TASK STATEMENT: Give the number of lines in the data that contain "instance", and nothing more.

* * * * * * *

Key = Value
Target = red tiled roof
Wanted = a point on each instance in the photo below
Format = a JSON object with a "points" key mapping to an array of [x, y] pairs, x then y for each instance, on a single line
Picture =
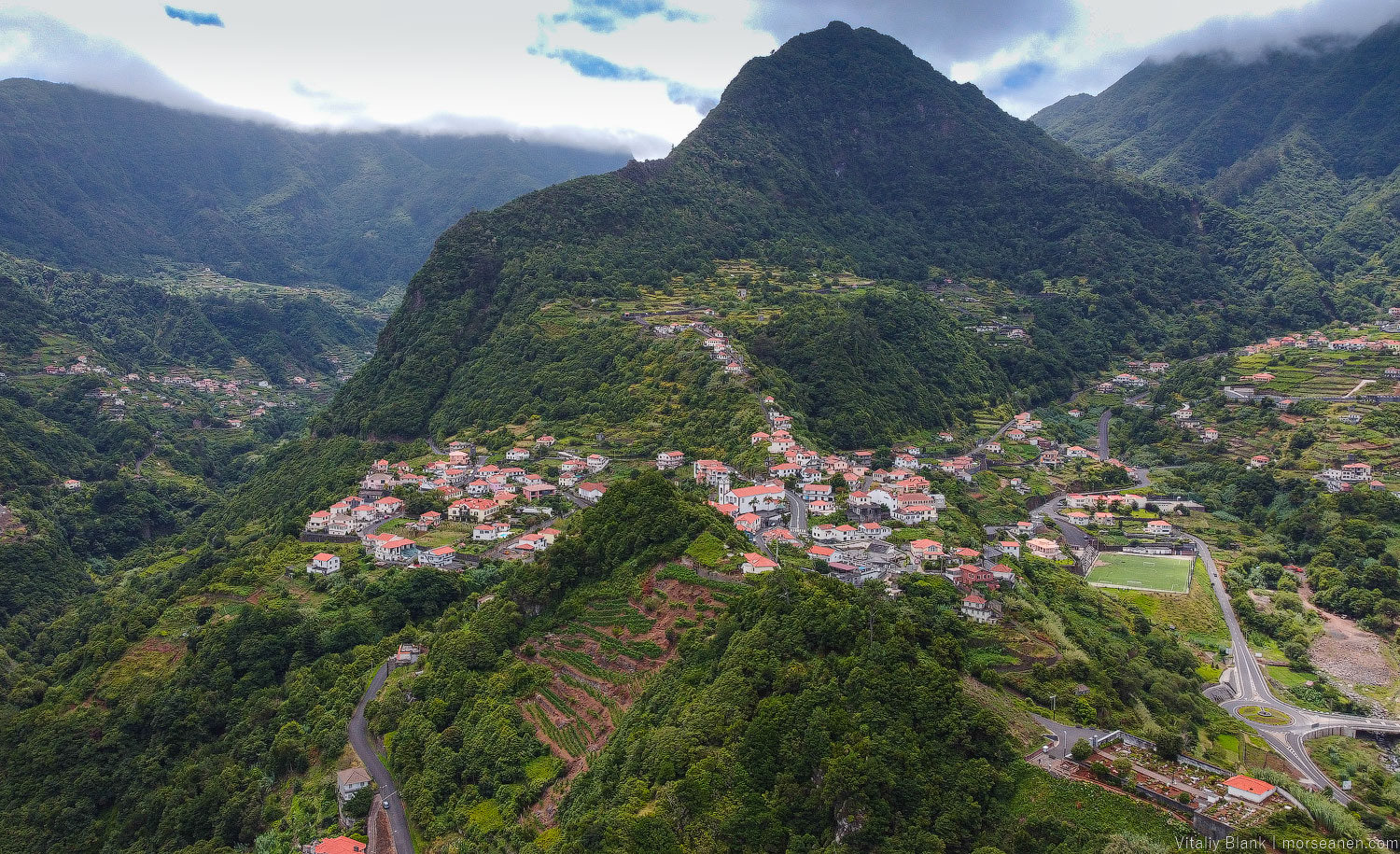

* * * * * * *

EXERCISE ANSWER: 2